Required task:
Rewrite the entries from the line with "of the baking" up to and including the line with "[[266, 184]]" as a two-column CSV with the headers entry_text and answer. Give one row per entry, put each value in a single quoted field, and turn line breaks into spaces.

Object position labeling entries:
►

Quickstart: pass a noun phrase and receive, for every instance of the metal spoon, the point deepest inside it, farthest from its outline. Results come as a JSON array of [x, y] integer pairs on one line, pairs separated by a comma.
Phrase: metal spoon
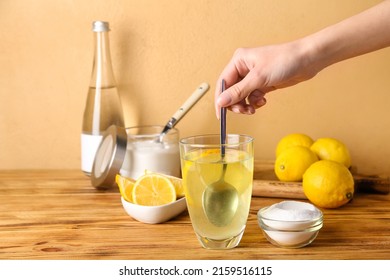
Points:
[[187, 105], [220, 199]]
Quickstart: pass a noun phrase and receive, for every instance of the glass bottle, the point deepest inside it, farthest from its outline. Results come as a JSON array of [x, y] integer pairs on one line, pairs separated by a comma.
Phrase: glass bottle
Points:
[[103, 106]]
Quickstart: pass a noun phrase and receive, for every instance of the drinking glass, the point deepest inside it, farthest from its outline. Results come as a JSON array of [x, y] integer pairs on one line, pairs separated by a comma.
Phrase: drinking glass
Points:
[[218, 187]]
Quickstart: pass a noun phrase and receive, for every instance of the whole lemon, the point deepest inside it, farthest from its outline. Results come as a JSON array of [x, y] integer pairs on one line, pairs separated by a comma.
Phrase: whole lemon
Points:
[[292, 163], [291, 140], [332, 149], [328, 184]]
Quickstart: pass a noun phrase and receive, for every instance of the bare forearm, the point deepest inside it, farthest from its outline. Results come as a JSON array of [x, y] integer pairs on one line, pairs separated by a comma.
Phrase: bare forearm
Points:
[[363, 33]]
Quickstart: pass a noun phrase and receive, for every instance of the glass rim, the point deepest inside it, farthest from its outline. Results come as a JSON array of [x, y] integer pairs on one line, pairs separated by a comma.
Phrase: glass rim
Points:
[[186, 141]]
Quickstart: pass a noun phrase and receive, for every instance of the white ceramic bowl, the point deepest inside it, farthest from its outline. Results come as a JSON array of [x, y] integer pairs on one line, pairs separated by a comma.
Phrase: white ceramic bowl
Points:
[[291, 233], [154, 214]]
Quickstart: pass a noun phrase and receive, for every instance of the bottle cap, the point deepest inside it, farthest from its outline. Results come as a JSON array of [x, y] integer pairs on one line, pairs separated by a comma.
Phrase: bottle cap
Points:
[[109, 157], [100, 26]]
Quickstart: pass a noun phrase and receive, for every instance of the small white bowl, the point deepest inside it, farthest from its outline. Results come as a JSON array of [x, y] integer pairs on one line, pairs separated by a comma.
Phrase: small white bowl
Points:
[[154, 214], [291, 233]]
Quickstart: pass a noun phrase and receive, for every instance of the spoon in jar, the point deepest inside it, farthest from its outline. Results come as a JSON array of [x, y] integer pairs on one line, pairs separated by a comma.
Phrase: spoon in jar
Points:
[[220, 199], [187, 105]]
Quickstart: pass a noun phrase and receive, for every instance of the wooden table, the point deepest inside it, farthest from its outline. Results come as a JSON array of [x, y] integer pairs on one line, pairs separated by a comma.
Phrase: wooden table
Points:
[[59, 215]]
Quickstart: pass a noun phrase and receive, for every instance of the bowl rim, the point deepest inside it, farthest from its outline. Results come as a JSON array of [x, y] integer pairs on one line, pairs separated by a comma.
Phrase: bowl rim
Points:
[[153, 207], [316, 219]]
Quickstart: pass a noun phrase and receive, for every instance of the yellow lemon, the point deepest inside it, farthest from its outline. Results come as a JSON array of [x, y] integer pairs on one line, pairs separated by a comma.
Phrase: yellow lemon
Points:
[[177, 182], [328, 184], [332, 149], [153, 190], [293, 162], [125, 187], [291, 140]]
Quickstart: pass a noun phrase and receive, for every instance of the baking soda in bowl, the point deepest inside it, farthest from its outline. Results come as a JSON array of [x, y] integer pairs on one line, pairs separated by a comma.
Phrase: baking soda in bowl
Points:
[[146, 151], [152, 156], [290, 224]]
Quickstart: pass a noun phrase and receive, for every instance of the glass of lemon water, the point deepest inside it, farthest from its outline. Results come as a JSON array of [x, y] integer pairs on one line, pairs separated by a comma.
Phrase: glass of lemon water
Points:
[[218, 187]]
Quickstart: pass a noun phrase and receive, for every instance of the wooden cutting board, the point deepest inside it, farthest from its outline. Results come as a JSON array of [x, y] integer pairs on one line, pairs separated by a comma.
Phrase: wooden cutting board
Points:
[[266, 184]]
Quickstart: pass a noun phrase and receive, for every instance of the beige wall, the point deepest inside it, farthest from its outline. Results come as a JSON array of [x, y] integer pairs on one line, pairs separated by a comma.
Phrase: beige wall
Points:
[[161, 50]]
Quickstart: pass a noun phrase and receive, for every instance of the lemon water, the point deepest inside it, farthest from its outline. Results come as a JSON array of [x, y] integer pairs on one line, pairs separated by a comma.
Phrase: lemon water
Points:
[[203, 167]]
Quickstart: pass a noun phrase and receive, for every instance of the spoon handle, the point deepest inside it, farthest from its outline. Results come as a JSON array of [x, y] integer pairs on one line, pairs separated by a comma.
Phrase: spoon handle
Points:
[[223, 124]]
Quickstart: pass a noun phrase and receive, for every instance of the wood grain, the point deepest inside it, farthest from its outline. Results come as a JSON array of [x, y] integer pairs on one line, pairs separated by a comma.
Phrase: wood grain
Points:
[[59, 215]]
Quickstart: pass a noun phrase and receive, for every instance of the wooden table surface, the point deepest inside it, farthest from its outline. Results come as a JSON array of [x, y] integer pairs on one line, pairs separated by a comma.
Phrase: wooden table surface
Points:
[[59, 215]]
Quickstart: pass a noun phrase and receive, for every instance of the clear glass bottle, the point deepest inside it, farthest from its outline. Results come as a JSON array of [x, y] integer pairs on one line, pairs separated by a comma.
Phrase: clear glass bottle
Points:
[[103, 106]]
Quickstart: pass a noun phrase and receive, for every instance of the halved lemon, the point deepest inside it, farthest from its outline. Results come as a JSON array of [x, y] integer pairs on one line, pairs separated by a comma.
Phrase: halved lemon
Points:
[[153, 190], [126, 186]]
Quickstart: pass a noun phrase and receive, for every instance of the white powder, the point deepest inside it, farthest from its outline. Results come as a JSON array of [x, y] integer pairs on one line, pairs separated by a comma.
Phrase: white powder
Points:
[[289, 223], [153, 156], [292, 211]]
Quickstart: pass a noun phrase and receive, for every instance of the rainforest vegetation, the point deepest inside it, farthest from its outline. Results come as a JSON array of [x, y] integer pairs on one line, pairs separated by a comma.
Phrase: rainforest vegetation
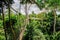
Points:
[[41, 26]]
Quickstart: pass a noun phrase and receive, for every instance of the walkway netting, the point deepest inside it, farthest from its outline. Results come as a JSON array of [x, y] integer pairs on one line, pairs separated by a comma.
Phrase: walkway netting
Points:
[[14, 25]]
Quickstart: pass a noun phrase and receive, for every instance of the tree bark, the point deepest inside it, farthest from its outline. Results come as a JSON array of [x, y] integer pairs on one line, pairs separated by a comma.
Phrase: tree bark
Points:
[[25, 24], [54, 11], [14, 38], [4, 21]]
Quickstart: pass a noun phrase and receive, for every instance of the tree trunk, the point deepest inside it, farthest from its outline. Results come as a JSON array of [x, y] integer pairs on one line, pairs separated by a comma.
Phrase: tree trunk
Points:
[[4, 21], [14, 38], [25, 24], [54, 11]]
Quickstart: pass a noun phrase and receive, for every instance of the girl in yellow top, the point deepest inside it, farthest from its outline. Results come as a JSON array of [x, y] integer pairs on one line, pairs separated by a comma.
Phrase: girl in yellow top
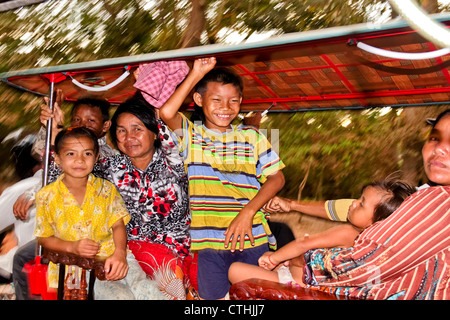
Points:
[[85, 215]]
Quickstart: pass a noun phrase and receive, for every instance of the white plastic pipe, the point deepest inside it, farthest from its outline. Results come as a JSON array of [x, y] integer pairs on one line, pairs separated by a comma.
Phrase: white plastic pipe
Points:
[[403, 55], [103, 88], [424, 25]]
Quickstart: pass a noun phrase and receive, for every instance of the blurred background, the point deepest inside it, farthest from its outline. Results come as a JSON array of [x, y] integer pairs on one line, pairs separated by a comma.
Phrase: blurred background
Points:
[[328, 154]]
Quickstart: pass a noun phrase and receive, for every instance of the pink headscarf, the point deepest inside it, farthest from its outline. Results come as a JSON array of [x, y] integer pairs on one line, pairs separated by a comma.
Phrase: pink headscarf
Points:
[[158, 80]]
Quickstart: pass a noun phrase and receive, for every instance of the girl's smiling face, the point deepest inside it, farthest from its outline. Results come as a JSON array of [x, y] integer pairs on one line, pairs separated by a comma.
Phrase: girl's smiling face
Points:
[[221, 104], [436, 153], [77, 157]]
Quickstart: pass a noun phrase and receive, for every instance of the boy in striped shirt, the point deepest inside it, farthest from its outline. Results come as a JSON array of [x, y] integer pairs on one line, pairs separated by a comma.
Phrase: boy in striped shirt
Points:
[[232, 172]]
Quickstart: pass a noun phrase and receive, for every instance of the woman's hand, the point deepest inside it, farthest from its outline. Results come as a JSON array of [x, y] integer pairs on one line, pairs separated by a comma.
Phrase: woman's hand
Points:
[[86, 248], [116, 266], [240, 227]]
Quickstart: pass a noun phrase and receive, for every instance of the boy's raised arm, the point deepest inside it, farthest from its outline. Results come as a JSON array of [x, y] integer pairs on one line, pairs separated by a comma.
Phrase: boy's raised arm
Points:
[[169, 111]]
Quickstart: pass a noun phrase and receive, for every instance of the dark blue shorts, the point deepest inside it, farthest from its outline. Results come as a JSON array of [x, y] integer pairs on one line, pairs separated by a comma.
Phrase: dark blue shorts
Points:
[[213, 265]]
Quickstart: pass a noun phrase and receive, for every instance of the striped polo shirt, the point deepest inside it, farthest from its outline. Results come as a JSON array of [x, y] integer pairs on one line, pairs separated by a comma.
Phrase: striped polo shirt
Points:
[[225, 171]]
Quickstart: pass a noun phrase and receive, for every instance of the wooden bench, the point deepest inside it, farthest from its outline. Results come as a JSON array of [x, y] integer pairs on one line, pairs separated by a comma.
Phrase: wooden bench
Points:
[[63, 259]]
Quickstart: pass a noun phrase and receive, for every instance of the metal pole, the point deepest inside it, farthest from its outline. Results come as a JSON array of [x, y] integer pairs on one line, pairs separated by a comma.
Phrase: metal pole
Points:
[[47, 148], [48, 136]]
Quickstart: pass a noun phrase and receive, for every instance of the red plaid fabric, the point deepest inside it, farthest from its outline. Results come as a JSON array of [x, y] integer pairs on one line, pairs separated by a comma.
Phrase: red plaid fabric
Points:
[[158, 80]]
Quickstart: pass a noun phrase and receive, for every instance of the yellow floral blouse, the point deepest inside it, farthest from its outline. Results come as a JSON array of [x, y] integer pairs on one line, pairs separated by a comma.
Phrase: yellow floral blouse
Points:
[[59, 214]]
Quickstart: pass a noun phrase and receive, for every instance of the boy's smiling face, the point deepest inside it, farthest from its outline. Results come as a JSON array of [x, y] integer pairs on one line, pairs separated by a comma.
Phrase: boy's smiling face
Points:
[[91, 118], [221, 103]]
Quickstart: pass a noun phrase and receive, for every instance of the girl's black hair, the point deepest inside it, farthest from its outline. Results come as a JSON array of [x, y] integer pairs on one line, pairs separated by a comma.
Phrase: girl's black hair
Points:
[[220, 75], [396, 192], [141, 109], [75, 132], [440, 116]]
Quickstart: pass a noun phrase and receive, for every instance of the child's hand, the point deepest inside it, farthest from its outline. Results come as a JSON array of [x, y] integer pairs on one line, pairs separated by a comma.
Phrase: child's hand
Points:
[[204, 65], [86, 248], [240, 227], [266, 262], [116, 266], [278, 204], [56, 113]]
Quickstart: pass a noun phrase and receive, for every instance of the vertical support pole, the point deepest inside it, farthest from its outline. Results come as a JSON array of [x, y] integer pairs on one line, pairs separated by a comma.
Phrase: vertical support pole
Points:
[[48, 135], [47, 146]]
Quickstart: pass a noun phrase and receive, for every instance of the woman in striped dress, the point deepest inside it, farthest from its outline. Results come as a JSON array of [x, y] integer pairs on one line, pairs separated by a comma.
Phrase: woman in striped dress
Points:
[[406, 256]]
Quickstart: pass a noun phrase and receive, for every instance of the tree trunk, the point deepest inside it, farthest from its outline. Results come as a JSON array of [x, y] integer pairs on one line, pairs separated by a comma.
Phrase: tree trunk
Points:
[[197, 21]]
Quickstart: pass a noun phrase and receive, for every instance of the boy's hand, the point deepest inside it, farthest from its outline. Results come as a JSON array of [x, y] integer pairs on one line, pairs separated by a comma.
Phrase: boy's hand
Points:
[[116, 266], [86, 248], [240, 227], [56, 114], [278, 204], [266, 262], [203, 66], [21, 207]]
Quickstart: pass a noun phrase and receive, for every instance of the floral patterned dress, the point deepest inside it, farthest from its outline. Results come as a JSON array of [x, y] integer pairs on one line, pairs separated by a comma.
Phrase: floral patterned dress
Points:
[[157, 200]]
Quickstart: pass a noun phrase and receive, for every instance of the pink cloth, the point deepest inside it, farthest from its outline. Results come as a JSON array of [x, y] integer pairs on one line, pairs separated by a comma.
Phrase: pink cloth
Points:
[[158, 80]]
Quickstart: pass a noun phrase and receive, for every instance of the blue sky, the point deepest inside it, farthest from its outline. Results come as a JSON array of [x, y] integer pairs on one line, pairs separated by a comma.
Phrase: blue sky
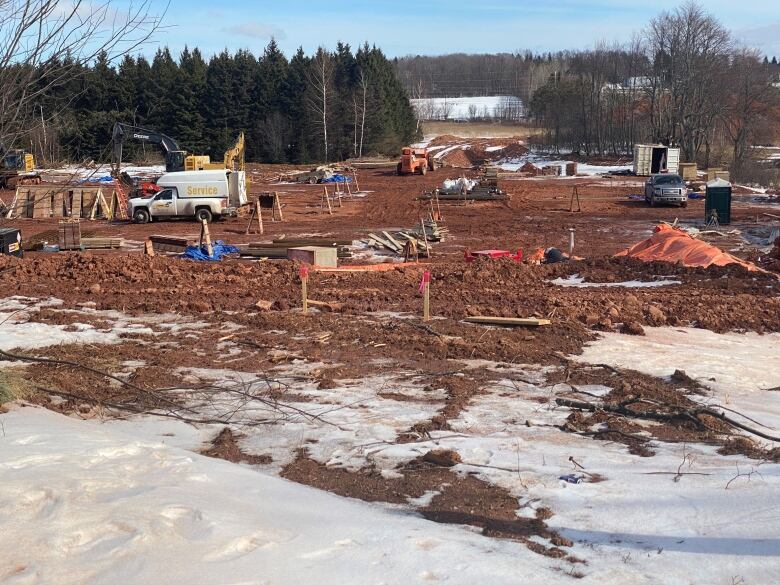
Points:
[[405, 27]]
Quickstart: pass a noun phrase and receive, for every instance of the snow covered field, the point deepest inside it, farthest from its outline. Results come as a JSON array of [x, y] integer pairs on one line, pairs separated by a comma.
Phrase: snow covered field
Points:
[[83, 502], [130, 501], [469, 108]]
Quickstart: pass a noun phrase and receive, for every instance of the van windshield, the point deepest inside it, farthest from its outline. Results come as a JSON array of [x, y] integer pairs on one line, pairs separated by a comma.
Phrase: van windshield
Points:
[[668, 180]]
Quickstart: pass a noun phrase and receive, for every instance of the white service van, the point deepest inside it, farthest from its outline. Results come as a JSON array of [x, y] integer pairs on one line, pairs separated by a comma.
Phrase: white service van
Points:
[[196, 194]]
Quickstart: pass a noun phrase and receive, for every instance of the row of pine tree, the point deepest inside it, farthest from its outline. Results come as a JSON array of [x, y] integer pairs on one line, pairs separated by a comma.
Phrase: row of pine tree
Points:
[[204, 104]]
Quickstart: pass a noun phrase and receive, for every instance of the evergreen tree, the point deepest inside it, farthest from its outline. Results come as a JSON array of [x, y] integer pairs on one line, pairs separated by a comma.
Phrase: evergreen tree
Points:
[[204, 106]]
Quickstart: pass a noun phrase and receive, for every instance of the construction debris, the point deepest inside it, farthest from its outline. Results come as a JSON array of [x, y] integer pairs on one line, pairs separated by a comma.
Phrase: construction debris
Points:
[[278, 249], [420, 237], [169, 244], [95, 243], [45, 201], [484, 188]]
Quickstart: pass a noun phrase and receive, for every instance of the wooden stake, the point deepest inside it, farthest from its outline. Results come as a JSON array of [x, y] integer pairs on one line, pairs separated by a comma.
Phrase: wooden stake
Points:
[[251, 219], [305, 289], [206, 236], [425, 239], [327, 200], [13, 205], [278, 204], [426, 296], [575, 196]]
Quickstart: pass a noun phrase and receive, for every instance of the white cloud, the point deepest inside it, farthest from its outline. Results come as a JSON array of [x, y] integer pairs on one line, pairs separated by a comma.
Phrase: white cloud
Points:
[[256, 30], [764, 38]]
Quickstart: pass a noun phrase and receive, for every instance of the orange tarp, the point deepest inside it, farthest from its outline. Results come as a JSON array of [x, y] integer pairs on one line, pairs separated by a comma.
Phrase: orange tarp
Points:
[[668, 244]]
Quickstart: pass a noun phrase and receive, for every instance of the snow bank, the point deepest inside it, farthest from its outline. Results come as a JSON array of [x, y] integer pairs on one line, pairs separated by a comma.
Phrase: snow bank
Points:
[[83, 503], [737, 367], [579, 282]]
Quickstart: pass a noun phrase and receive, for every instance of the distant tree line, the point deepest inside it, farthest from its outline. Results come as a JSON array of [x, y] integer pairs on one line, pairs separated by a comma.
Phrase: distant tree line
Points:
[[682, 82], [322, 107], [462, 75]]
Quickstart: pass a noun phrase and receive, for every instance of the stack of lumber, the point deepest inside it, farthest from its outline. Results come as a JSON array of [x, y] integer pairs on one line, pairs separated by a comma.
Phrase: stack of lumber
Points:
[[93, 243], [396, 241], [69, 234], [44, 201], [278, 248], [169, 243], [484, 190]]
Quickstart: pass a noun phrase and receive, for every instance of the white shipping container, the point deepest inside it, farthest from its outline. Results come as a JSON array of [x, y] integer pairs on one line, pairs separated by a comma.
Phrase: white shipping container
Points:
[[650, 159]]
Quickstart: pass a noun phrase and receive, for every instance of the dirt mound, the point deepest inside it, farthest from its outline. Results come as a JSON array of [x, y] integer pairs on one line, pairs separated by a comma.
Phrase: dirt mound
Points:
[[460, 158], [514, 150], [446, 140], [716, 298]]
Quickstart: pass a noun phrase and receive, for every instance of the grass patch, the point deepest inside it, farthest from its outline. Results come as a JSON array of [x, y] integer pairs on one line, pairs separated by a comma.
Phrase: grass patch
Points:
[[13, 386]]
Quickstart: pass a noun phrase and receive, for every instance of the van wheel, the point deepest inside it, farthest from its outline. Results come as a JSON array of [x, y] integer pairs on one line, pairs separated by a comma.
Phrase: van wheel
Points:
[[141, 216]]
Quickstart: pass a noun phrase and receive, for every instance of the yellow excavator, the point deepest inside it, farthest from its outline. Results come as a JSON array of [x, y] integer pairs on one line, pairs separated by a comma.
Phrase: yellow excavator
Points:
[[175, 158], [17, 167]]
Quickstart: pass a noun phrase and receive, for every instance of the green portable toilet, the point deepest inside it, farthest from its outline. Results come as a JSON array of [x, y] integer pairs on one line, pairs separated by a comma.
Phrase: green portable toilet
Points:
[[718, 200]]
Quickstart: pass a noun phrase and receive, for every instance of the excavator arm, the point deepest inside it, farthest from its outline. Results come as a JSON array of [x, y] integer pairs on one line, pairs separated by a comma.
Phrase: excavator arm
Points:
[[235, 156], [174, 156]]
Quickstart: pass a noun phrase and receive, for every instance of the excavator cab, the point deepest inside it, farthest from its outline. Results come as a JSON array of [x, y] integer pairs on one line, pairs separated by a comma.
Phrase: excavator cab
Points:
[[18, 160], [174, 160]]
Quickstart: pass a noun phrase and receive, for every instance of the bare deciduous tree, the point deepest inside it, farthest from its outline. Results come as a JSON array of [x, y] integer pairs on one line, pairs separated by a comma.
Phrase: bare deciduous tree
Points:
[[320, 78], [749, 102], [44, 43], [690, 49]]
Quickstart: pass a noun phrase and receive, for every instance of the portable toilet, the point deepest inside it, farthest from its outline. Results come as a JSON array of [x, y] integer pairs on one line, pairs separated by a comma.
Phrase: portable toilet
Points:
[[651, 159], [718, 200]]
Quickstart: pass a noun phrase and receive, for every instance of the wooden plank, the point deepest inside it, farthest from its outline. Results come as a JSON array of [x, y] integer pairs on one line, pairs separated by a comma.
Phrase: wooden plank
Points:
[[391, 239], [92, 243], [384, 243], [508, 321]]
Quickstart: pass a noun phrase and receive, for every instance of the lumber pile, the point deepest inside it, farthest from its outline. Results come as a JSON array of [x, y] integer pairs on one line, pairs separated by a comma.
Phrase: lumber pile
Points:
[[508, 321], [419, 238], [277, 248], [45, 201], [95, 243], [169, 244], [69, 232]]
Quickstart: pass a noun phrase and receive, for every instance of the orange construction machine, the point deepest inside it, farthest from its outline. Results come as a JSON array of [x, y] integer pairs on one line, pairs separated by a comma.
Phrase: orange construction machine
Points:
[[415, 160]]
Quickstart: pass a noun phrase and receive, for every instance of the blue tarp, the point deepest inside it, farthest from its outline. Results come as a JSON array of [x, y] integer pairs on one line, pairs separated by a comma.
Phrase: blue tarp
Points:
[[219, 247], [337, 179]]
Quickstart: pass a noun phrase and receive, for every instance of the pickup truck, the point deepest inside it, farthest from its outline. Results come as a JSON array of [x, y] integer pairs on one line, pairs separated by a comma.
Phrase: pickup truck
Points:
[[192, 194], [666, 188]]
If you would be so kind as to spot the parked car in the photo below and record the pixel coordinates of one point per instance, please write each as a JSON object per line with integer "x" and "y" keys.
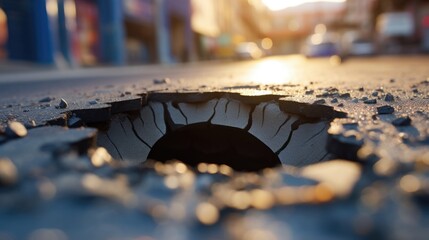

◄

The output:
entry_text,answer
"Quickstart: pass a noun phrase and receive, for every instance of the baking soda in bowl, the point deepest inside it, farthest from its outline. Results come as a JSON array of [x, y] integer pairs on one line, pairs separated by a comma. Phrase: baking soda in bowl Points:","[[146, 151], [152, 156], [290, 224]]"
"Quickstart: pass a noun phrase and receive, for every instance of the glass of lemon water, the point deepest inside it, farthest from its outline. Results come as a JSON array of [x, y] integer pairs on one line, pairs separated by a comma. Phrase: glass of lemon water Points:","[[218, 187]]"
"Quickstart: pass a noun phrase and receive, for every instance of the wooden cutting board, the point deepest inside it, farthest from its outline. Results come as a JSON array of [x, y] integer pairs on one line, pairs separated by a comma. Phrase: wooden cutting board Points:","[[266, 184]]"